§ TEXT EXCERPT
┄┄┄┄┄┄

Whether you are photographing on shore or from a boat, there are a few tips that will help you improve your marine wildlife photography. Underwater photography, though, is an entirely different thing, with a different set of techniques, that are not covered in this article.
Humpback whale breaching near Campbell River, British Columbia
Humpback whale breaching near Campbell River, British Columbia
The photos in this article were all made in the cool waters off the west coast of North America, but the same tips apply to marine photography all over the world.

1 – Explore the Shore

Let’s start with the shore where you’ll find all sorts of sea creatures. Check the tide tables, and if you can find a rocky beach at low tide. You’ll discover all the animals that live in the shallow tide pools such as urchins, sea anemones, starfish, mollusks and crabs.
Mollusks in a Tide Pool in Big Sur, California
Mollusks in a Tide Pool in Big Sur, California
Except for the crabs, they don’t seem to mind your presence one bit, so you can get some practice photographing the creatures that don’t notice you. Crabs sometimes pay attention, but if you don’t get too close, you may find they come out of the tide pools, and out from under rocks, and sometimes put on a bit of a show. I photographed this crab in Big Sur, California, where it came out from a crack in the rocks, and proceeded to make all sorts of bubbles as it began molting.
Crab at Big Sur, California
Crab at Big Sur, California
Close to shore, you may also be able to photograph sea otters and river otters (which are also found in salt water). Like other animals, given enough space and time to get used to you, they will go about their daily tasks in your presence, even looking directly at you (and your camera) allowing you to make images that feel intimate.
River Otters, Redwood National Park, California
River Otters, Redwood National Park, California
You’ll also find all kinds of sea birds to photograph such as gulls, geese, ducks, cormorants, and eagles.

┄┄┄┄┄┄

§ LISTED RECORDS
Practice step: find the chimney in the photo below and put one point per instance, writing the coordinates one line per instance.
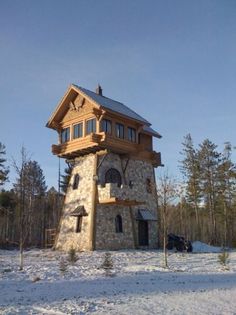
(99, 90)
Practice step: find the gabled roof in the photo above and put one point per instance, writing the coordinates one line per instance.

┄┄┄┄┄┄

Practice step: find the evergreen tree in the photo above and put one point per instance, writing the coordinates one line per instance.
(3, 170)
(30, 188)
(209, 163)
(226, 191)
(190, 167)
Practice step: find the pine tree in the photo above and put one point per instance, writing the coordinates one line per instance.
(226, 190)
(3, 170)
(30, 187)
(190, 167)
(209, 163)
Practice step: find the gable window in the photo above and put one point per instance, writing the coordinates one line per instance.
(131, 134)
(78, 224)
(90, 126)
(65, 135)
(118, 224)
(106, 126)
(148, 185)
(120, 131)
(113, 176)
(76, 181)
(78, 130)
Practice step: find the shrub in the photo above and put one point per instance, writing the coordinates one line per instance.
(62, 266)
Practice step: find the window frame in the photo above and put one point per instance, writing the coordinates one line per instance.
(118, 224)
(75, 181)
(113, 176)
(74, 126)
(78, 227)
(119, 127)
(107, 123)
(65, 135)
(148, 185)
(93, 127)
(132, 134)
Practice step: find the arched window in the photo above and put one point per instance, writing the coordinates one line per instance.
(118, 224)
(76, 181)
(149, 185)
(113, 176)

┄┄┄┄┄┄

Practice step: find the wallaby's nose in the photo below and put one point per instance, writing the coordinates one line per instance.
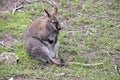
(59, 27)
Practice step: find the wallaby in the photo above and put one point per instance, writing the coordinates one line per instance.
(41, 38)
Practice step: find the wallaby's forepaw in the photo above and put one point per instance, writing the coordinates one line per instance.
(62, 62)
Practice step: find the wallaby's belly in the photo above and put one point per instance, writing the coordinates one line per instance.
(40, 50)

┄┄┄┄┄┄

§ REQUIREMENTS
#1 Transcribe the part of the marine wildlife photography text starting with "Whether you are" and going on through "over the world.".
#2 Rewrite the paragraph of the marine wildlife photography text that begins "Close to shore, you may also" in a shorter form, keeping its main facts.

§ ANSWERS IN ORDER
#1
Whether you are photographing on shore or from a boat, there are a few tips that will help you improve your marine wildlife photography. Underwater photography, though, is an entirely different thing, with a different set of techniques, that are not covered in this article.
Humpback whale breaching near Campbell River, British Columbia
Humpback whale breaching near Campbell River, British Columbia
The photos in this article were all made in the cool waters off the west coast of North America, but the same tips apply to marine photography all over the world.

#2 Near the shore, sea otters and river otters (river otters also live in salt water) may be photographed. Given enough space and time to get used to you, they go about their daily tasks and may even look straight at you and your camera, which allows images that feel intimate.